» **Problem description**
Keep only the lines in the records below that contain the word "Labeling", with matching capital and lowercase letters, and copy each one out.
--
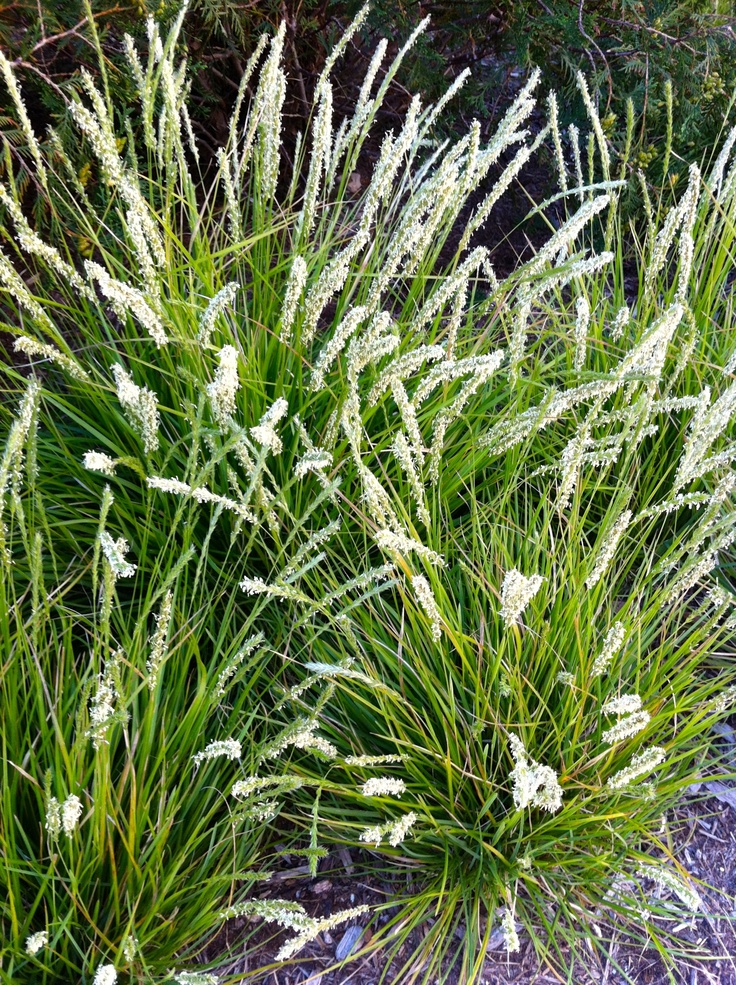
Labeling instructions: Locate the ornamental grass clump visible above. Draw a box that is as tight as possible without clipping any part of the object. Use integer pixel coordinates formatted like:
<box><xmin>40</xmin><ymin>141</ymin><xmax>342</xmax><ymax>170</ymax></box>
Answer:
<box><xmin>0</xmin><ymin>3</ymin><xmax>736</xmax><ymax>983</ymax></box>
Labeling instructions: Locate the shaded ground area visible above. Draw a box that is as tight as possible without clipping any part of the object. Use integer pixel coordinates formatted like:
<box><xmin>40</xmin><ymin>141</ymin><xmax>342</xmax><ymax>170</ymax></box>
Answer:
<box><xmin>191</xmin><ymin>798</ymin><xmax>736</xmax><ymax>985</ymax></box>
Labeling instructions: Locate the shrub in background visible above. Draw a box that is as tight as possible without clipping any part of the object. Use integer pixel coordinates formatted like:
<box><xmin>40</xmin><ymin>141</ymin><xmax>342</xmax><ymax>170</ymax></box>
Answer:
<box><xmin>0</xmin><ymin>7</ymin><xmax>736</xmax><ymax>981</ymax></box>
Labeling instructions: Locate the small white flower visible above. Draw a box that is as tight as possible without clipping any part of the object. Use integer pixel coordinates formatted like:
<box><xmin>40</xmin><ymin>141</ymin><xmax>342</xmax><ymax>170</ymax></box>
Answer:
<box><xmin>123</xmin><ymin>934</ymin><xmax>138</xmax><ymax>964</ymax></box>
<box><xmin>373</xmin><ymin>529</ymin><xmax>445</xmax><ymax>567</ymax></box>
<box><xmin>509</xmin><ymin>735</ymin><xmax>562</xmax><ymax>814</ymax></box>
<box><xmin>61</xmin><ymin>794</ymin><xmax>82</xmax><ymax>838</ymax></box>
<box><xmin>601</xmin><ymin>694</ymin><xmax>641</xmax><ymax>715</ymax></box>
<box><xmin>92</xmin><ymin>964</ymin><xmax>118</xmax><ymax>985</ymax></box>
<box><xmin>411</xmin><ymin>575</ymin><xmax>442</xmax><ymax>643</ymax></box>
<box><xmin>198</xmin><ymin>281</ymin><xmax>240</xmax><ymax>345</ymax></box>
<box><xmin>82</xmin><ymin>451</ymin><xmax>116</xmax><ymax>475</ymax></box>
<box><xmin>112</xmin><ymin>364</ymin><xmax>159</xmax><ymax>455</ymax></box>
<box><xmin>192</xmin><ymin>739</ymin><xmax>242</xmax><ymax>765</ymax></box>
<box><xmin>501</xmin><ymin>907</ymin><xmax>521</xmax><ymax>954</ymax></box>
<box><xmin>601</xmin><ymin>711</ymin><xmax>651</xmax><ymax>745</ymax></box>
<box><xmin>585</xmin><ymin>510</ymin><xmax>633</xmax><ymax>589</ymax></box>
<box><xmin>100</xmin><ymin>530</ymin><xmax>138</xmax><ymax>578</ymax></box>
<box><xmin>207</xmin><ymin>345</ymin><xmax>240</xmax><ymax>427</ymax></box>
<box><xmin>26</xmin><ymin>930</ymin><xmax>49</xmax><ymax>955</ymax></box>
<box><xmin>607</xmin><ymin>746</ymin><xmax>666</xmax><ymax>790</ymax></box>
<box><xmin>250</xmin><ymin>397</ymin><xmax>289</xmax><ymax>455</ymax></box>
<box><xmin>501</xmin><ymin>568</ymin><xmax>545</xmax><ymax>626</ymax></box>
--
» **Result of the task**
Labeling instructions: Locate the ornamental grass clump visible above. Draw a box that is as tight as possible without clipping any part of the object. Use integer pixel coordinates formatted like:
Labeling instructions: Locate the shaded ground area visible above. Draw a box that is as tight as possible without clipping any part of the object. Use integer pixel coordinates formatted like:
Labeling instructions: Locate the shrub in background visible above. Draw a box that is as tight as possible without clipping any part of the object. Use integer pixel coordinates formatted like:
Labeling instructions: Locate the small white flower visible above. Draw a box that is as tight as possible without clipping any part of the object. Use integer pixel coordinates formatted like:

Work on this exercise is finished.